__Problem to work on__:
Please check each statement against the article on Egypt's jailed activists and answer yes or no, quoting the words from the article that decide it: (a) Ahmed Douma received a life sentence. (b) Alaa Abdel Fattah spent about a year in pre-trial detention. (c) The article gives an exact count of people jailed since July 2013.

__Page text__:
CAIRO, Egypt — Four years on, many of the authors of Egypt’s January 2011 revolution — the young, idealistic faces that were splashed across Western television screens following the fall of strongman Hosni Mubarak — are behind bars.
The true number of those locked up since the army toppled Muslim Brotherhood President Mohamed Morsi in July 2013 is impossible to tell, but many believe it to be in the tens of thousands.
People from all walks of life now find themselves behind bars: Islamists, students, university professors, journalists, doctors, engineers, company owners, workers, children.
Locked up with them are many of the young voices trying to shape Egypt’s democracy.
One such voice is Ahmed Douma, a prominent activist and blogger who has been jailed under every government Egypt has seen in his lifetime. On Feb. 4, he was sentenced to life in prison along with 229 others and fined over $2 million on charges of rioting, attacking security forces and inciting violence in late 2011.
Prominent blogger Alaa Abdel Fattah was sentenced to five years in jail on Monday, after being held for about seven months in pre-trial detention. Eighteen other activists were sentenced to three years and still others 15 years in absentia.

__Supplied data__:
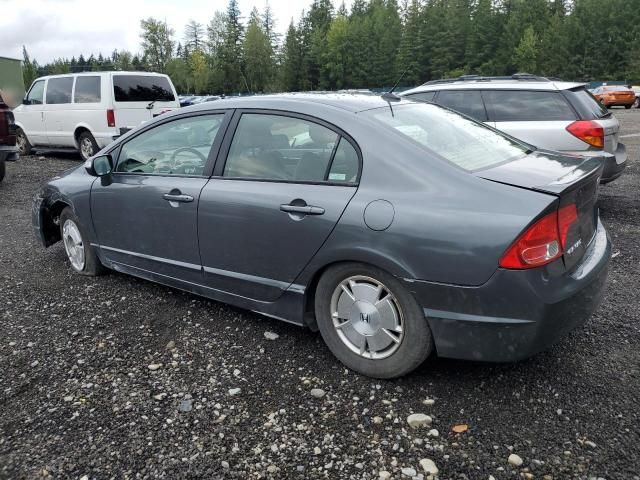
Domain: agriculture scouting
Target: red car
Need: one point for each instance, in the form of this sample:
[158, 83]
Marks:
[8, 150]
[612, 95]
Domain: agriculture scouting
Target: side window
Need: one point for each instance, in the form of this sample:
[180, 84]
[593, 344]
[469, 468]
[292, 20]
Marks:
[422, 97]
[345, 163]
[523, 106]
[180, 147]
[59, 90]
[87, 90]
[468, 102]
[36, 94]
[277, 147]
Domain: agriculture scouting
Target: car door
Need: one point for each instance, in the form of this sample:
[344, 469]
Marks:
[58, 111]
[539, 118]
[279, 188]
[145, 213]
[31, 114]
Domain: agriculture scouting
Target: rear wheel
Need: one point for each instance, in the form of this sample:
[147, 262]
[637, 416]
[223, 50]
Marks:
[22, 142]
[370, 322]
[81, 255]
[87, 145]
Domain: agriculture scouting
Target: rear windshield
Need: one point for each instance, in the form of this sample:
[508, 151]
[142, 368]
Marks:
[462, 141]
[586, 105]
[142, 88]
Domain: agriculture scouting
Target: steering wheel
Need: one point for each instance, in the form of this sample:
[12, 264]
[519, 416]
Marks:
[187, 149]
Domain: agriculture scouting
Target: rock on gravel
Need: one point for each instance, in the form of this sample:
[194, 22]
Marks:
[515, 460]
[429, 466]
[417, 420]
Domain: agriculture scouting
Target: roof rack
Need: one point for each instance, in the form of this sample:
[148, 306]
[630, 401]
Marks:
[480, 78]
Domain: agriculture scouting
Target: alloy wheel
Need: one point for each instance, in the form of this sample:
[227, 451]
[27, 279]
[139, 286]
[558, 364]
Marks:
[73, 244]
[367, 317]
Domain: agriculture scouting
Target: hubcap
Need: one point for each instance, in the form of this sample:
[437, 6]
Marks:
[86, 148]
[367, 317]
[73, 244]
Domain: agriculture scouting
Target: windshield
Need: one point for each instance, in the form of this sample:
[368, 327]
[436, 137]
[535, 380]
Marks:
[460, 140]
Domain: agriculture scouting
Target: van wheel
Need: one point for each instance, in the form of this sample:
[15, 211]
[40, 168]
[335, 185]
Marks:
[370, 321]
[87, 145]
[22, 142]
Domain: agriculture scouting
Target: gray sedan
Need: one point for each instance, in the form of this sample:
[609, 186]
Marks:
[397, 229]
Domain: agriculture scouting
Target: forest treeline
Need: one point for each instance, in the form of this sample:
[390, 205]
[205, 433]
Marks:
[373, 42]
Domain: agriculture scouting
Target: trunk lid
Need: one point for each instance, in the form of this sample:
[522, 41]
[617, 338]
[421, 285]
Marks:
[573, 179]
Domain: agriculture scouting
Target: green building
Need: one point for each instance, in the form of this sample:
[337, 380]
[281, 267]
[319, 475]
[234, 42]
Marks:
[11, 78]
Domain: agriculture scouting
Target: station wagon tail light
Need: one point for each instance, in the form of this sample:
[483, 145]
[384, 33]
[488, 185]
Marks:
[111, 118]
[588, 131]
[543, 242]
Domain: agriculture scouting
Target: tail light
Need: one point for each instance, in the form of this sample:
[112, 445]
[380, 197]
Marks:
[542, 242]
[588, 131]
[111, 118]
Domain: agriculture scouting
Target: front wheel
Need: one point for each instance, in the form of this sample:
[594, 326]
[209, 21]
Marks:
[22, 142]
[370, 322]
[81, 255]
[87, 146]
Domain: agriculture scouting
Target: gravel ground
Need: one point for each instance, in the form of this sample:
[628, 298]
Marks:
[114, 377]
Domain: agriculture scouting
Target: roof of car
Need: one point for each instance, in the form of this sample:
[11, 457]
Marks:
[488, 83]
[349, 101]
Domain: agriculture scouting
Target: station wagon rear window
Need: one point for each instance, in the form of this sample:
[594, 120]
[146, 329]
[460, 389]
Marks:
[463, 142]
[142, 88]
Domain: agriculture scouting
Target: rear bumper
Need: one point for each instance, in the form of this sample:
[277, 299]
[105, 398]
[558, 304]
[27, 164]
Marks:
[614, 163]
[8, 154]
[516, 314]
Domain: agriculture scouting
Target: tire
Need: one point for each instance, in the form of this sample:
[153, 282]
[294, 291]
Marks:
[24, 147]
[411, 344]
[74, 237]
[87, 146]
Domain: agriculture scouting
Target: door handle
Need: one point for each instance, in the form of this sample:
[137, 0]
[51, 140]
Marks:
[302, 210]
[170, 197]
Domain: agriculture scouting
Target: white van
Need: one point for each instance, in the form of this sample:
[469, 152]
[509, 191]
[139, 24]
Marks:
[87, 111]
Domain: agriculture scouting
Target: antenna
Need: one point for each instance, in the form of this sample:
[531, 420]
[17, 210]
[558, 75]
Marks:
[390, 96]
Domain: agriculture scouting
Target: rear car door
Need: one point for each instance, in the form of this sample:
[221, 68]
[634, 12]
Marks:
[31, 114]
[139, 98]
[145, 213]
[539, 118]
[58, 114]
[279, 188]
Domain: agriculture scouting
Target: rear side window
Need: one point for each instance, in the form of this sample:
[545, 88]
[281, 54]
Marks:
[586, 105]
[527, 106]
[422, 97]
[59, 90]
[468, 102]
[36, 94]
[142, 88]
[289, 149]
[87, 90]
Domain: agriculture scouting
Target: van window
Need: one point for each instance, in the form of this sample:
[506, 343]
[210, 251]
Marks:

__Exercise response__:
(a) Yes: "he was sentenced to life in prison along with 229 others"
(b) No: "after being held for about seven months in pre-trial detention"
(c) No: "The true number of those locked up since the army toppled Muslim Brotherhood President Mohamed Morsi in July 2013 is impossible to tell"